### Your assignment
Going line by line through the entries below, tally those that hold the string "stamp". Give only the total.

Data in this exercise below:

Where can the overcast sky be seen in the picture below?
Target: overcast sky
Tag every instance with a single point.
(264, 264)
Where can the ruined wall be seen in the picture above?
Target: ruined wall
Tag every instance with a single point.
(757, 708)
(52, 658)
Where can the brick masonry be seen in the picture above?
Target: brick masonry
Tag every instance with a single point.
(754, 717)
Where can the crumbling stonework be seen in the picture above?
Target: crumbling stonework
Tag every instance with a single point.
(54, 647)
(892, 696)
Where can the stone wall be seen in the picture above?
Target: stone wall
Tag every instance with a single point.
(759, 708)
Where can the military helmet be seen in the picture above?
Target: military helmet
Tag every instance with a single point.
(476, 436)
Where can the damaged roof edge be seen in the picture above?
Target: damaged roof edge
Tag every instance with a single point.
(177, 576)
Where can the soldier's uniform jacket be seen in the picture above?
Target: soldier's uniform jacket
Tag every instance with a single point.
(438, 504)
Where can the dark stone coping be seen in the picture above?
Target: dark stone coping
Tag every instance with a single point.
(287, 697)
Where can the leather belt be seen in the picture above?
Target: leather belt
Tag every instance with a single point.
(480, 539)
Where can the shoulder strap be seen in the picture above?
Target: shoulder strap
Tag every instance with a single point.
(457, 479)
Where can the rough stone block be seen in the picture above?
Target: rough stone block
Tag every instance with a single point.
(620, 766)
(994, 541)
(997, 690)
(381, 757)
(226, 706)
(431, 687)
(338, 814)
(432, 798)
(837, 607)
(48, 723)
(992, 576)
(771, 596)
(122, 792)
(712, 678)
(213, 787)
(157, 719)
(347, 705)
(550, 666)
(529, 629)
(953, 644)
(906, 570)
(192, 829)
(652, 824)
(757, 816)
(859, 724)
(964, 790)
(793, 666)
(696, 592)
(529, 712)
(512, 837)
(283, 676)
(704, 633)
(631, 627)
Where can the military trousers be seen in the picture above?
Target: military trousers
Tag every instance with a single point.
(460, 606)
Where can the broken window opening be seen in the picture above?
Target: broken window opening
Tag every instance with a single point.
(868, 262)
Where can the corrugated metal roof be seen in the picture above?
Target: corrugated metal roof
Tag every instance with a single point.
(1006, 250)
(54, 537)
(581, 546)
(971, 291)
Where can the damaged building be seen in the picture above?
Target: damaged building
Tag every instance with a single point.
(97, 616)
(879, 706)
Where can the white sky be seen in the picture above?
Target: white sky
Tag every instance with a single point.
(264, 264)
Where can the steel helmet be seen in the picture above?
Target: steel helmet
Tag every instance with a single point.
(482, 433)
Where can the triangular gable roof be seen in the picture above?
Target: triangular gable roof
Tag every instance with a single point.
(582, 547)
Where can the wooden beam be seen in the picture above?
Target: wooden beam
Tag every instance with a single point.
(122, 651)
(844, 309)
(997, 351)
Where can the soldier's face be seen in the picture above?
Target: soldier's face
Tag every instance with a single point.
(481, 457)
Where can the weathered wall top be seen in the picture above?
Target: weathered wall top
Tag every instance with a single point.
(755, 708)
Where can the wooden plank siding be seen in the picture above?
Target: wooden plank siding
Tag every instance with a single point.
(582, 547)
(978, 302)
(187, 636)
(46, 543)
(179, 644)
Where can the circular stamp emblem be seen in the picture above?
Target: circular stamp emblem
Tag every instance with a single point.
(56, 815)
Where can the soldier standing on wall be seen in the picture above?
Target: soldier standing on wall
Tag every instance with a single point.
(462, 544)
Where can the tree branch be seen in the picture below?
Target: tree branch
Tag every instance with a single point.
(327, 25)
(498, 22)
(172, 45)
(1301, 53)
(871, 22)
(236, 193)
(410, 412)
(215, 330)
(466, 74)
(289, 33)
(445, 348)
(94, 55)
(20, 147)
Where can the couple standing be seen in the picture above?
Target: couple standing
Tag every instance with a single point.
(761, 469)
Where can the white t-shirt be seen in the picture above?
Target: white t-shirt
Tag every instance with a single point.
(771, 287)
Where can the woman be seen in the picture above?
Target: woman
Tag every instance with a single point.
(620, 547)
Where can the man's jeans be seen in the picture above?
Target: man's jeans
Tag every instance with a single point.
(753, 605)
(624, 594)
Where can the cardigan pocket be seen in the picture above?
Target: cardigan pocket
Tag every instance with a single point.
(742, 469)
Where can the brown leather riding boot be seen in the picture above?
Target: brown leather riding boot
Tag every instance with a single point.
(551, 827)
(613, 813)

End of Data in this exercise.

### Answer to the problem
2